Records to use »
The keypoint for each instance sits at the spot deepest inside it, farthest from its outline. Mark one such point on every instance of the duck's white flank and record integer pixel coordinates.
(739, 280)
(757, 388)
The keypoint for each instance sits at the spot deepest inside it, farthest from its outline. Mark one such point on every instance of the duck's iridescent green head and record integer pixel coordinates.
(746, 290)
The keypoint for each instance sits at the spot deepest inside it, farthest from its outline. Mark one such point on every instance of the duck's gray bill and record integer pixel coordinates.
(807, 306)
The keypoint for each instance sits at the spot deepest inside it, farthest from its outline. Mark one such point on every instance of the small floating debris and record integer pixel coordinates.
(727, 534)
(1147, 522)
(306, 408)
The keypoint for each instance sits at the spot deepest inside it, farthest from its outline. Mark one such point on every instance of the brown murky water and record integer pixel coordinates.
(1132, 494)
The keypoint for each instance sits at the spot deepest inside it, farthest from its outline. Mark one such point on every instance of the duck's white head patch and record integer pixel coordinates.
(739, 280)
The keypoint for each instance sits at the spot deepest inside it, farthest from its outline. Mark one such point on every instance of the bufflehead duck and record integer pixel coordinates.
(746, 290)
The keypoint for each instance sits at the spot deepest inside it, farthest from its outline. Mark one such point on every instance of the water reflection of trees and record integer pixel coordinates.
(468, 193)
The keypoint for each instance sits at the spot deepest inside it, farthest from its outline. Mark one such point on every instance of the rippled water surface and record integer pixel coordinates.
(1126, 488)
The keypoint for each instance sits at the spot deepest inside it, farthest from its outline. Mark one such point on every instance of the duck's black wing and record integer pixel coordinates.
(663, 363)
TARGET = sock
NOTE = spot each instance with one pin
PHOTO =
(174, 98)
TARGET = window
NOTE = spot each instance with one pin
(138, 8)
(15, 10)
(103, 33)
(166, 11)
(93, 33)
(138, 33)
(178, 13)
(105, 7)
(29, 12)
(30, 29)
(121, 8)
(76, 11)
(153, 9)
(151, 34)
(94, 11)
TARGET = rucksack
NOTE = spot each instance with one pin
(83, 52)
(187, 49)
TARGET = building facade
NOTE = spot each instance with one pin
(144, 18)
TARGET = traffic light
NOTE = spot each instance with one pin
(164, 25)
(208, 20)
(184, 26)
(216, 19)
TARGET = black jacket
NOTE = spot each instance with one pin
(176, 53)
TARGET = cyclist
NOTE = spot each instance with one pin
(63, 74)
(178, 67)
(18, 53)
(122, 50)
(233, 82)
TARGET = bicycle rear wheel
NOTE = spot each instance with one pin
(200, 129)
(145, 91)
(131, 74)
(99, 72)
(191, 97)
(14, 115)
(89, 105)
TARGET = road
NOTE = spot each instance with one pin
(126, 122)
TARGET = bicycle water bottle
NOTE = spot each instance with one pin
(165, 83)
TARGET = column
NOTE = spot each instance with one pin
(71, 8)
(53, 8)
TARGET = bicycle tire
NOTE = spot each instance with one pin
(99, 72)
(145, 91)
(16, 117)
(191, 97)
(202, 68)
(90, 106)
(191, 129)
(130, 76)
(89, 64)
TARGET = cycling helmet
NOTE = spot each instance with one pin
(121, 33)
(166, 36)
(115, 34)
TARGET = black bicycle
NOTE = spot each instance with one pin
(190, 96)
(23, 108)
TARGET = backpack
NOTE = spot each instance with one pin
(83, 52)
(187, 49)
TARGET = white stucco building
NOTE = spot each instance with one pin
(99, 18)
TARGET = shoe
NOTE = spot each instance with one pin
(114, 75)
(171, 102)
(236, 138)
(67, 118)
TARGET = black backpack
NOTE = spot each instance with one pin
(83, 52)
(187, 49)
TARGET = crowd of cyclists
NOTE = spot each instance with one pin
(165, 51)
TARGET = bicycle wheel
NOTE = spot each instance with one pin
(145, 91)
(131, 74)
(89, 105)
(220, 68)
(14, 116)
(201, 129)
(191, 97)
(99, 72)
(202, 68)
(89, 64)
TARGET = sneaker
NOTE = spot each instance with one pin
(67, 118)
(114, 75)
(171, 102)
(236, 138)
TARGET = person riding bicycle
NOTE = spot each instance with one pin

Your instructions »
Write the data from above out again, exactly.

Final result »
The keypoint for each instance sits at the spot deepest inside it, farthest from its outline. Mark one such point on every instance of the duck's white flank and record integer pixel coordinates.
(739, 280)
(757, 388)
The keypoint for each instance sits at the spot deepest inside it, farthest from its outline. Mark one such point on every instance of the duck's iridescent green head and record integer pixel coordinates.
(746, 290)
The keypoint for each instance sits at the spot deepest inside it, farthest from its outline. Mark one such point on every instance of the duck's gray bill and record integer pixel coordinates.
(807, 306)
The keypoint for each instance sits at the spot deepest inside it, farthest from its outline. Mark one such point on every instance of the small floating debris and record integer pixel coordinates.
(727, 534)
(1147, 522)
(306, 408)
The keypoint for each instance sits at the spot deepest inside it, farthest from its outline. Mark one such point on every instance of the brown murky water and record integer pixel coordinates.
(1132, 494)
The keypoint for each instance sits at the spot deepest inside it, farthest from its outline. Mark one such point on every instance of the duck's white head patch and record integer pixel coordinates.
(739, 280)
The keypoint for each instance sits at the spot deepest inside it, farthest from its outline. Mark one such point on every instance of the bufflehead duck and record integer pixel coordinates.
(746, 290)
The keypoint for each instance sits at the spot deepest inside it, farthest from its outline. Mark one such point on every instance of the water reflection of trees and record integer pixel coordinates.
(468, 193)
The keypoint for each instance sits at the spot deepest inside it, farthest from its outline. Mark one such point on every instance of the rippled water surface and record integer pixel coordinates.
(1126, 488)
The keypoint for each instance sits at the spot deepest inside it, farthest from its outline. Mark one such point on every instance of the duck's black wing and record integer pixel coordinates.
(663, 363)
TARGET = sock
NOTE = spot each instance with one pin
PHOTO =
(174, 98)
TARGET = window
NOTE = spot each instance with one pin
(138, 8)
(15, 10)
(103, 33)
(166, 11)
(93, 33)
(138, 33)
(178, 13)
(105, 7)
(29, 12)
(30, 29)
(121, 8)
(76, 11)
(153, 9)
(151, 34)
(94, 11)
TARGET = rucksack
NOTE = spot each instance with one pin
(83, 52)
(187, 49)
TARGET = building facade
NOTE = spot each instance with one pin
(144, 18)
TARGET = traffic light
NOTE = spot each instance with one pin
(164, 25)
(208, 20)
(184, 26)
(216, 19)
TARGET = black jacket
NOTE = spot each instance with one pin
(176, 53)
TARGET = cyclist
NOTE = spot each instance with one pin
(63, 74)
(178, 67)
(18, 53)
(122, 50)
(233, 82)
TARGET = bicycle rear wheel
NOTE = spot each instance with one pin
(200, 129)
(145, 91)
(131, 74)
(99, 72)
(191, 97)
(14, 115)
(89, 105)
TARGET = road
NOTE = spot each instance with one pin
(126, 122)
TARGET = bicycle water bottle
NOTE = spot each instance with one pin
(165, 83)
TARGET = column
NOTE = spot each instance with one pin
(71, 8)
(53, 8)
TARGET = bicycle tire
NOTE = spot each instance with one pin
(99, 72)
(145, 91)
(16, 117)
(191, 97)
(202, 68)
(90, 106)
(191, 129)
(130, 76)
(89, 64)
TARGET = cycling helmet
NOTE = spot each instance with one pin
(121, 33)
(166, 36)
(115, 34)
TARGET = black bicycle
NOTE = spot each instance with one pin
(190, 96)
(23, 108)
TARGET = backpack
NOTE = spot each instance with one pin
(83, 52)
(187, 49)
TARGET = white stucco building
NOTE = spot each instance with one pin
(99, 18)
TARGET = shoe
NOTE = spot each instance with one pin
(114, 75)
(171, 102)
(236, 138)
(67, 118)
TARGET = black backpack
NOTE = spot each instance with one pin
(83, 52)
(187, 49)
TARGET = crowd of cyclists
NOTE = spot each instance with one pin
(165, 51)
TARGET = bicycle wheel
NOTE = spot each instance with one pin
(145, 91)
(131, 74)
(89, 105)
(220, 68)
(14, 116)
(201, 129)
(191, 97)
(99, 72)
(202, 68)
(89, 64)
TARGET = sneaker
NOTE = spot each instance with one pin
(67, 118)
(114, 75)
(171, 102)
(236, 138)
TARGET = person riding bicycle
NOTE = spot each instance with one pin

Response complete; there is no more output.